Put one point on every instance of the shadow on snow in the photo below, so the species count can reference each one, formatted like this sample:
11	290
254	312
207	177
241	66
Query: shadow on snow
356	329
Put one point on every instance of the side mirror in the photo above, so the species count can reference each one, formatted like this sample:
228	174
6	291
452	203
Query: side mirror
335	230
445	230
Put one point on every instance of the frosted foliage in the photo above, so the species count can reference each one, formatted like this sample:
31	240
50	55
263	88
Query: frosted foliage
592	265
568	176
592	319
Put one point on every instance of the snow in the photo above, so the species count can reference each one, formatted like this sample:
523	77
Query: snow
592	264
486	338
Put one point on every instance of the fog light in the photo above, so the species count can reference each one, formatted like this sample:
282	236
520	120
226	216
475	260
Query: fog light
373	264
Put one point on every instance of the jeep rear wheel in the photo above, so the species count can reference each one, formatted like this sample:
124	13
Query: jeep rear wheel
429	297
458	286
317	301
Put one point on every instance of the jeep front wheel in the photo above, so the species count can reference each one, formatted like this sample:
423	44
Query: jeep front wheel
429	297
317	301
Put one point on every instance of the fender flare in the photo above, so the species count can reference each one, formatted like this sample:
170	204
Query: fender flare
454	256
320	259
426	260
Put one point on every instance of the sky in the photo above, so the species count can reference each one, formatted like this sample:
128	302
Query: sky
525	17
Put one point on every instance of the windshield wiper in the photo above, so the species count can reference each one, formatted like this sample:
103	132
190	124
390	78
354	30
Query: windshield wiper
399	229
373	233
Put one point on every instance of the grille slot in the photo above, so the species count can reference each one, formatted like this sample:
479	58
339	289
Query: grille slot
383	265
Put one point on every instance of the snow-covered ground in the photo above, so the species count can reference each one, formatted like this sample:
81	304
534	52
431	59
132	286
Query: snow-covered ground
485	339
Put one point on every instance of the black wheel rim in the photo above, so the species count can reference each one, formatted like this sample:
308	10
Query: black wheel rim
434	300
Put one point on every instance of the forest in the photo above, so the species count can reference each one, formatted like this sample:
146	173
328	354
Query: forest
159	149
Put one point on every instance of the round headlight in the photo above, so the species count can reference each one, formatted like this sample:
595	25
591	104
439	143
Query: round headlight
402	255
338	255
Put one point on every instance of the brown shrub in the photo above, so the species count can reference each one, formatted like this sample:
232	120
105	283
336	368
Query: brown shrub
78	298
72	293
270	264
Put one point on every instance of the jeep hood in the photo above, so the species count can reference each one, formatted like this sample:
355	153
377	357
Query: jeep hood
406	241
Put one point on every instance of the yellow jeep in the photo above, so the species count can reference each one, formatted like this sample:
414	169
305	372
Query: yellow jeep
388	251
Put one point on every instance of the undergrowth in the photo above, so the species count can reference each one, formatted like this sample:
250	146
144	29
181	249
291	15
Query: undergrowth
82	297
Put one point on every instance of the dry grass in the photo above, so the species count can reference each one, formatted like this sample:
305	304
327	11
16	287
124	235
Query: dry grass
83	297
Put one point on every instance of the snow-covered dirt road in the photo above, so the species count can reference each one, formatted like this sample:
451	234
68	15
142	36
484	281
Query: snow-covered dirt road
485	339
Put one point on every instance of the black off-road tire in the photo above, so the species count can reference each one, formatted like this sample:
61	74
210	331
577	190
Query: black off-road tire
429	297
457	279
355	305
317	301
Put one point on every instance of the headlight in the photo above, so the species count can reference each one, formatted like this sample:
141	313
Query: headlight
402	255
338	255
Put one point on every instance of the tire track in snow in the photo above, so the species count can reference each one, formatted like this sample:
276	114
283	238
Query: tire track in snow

__SHORT PROBLEM__
Copy out every one of the lines above word for word, changing nothing.

__REPLY__
Put one point on every instance of the shadow on snow in the photo below, so the species count can reference each one, formatted like this sample:
11	290
254	312
207	177
241	66
Query: shadow on snow
356	329
Put one point on every instance of the side mirror in the photo above, so the species count can reference each one, formatted like this sample:
228	174
6	291
452	203
Query: side mirror
335	230
445	230
Put one point on every instance of the frosted foliage in the photo above, so the species count can reference each one, formatted like this sample:
31	240
50	55
263	88
Query: frosted foliage
592	265
568	176
592	319
Put one point on every instance of the snow in the photo above, so the species count can reference each one, formatted like this sample:
523	77
Query: snow
592	264
486	338
Put one point on every instance of the fog light in the photo above, so the species count can reference each one, formatted like this sample:
282	236
520	120
226	216
475	260
Query: fog light
373	264
Put one point on every instance of the jeep rear wheel in the photo above, so the species count can reference each one, formatted like this sample:
124	13
Query: jeep rear wheel
429	297
458	286
317	301
Put one point on every instance of the jeep front wheel in the photo above, so the species count can reference each one, formatted like this sample:
423	44
Query: jeep front wheel
429	297
317	301
Put one point on every instance of the fender flare in the photo above, so the species count can reference each one, formatted like this sample:
170	204
Query: fender flare
454	256
320	259
426	260
Put one point on every instance of the sky in the photo above, so the species count can reference each one, formatted like this sample:
128	302
Query: sky
525	17
Put one point on every instance of the windshield wiper in the photo above, so the species count can reference each one, formatted like this sample:
103	132
190	124
390	78
354	30
Query: windshield wiper
399	229
373	233
Put one point on every instance of the grille slot in the photo above, so the species count can reference each one, formatted like this sample:
479	58
339	289
Query: grille slot
383	265
Put one point on every instance of the snow-covered ground in the photo above, so the species count can reference each one, formatted like this sample:
81	304
534	52
431	59
132	286
Query: snow-covered ground
485	339
Put one point on every instance of the black wheel rim in the photo above, so the species count can reference each one, formatted like this sample:
308	10
Query: black wheel rim
434	300
Put one point on every instance of the forest in the photo above, so the species count can reference each one, formatted like this sample:
146	173
328	354
Query: forest
159	149
Put one point on every instance of the round headlight in the photo above, so the species count can reference each one, formatted like this sample:
595	25
591	104
439	143
Query: round headlight
402	255
338	255
Put one point on every instance of the brown shrub in the photo above, so the species count can reference each one, formatted like this sample:
232	120
105	283
336	368
Query: brown shrub
78	298
72	293
270	264
Put one point on every instance of the jeep hood in the photo above, so the species count can reference each one, formatted like this sample:
355	153
377	357
Query: jeep hood
406	241
Put one point on every instance of the yellow jeep in the photo above, so the species count can reference each one, formatted like this sample:
414	169
305	372
Query: yellow jeep
388	251
Put one point on every instance of the undergrowth in the photo above, so the species count can reference each one, formatted like this sample:
250	146
144	29
181	249
291	15
Query: undergrowth
82	297
Put one point on every instance of the dry grass in the photo above, so the species count can reference each one, formatted like this sample:
305	304
327	11
16	287
124	235
Query: dry grass
83	297
Put one point on every instance of the snow-covered dirt road in the photo above, so the species count can reference each one, formatted like this sample:
451	234
68	15
142	36
484	281
Query: snow-covered dirt road
485	339
Put one point on every instance of the black off-road tire in the photo above, so the species count can reference each one, formatted like this sample:
61	74
210	331
577	190
Query: black off-road tire
429	297
457	279
355	305
317	301
Put one point on every instance of the headlight in the photo above, so the species count can reference each one, formatted like this sample:
141	313
Query: headlight
402	255
338	255
Put one point on every instance of the tire track in snow in the photo above, so the species count can reference each one, formatted like this sample:
276	114
283	238
Query: tire track in snow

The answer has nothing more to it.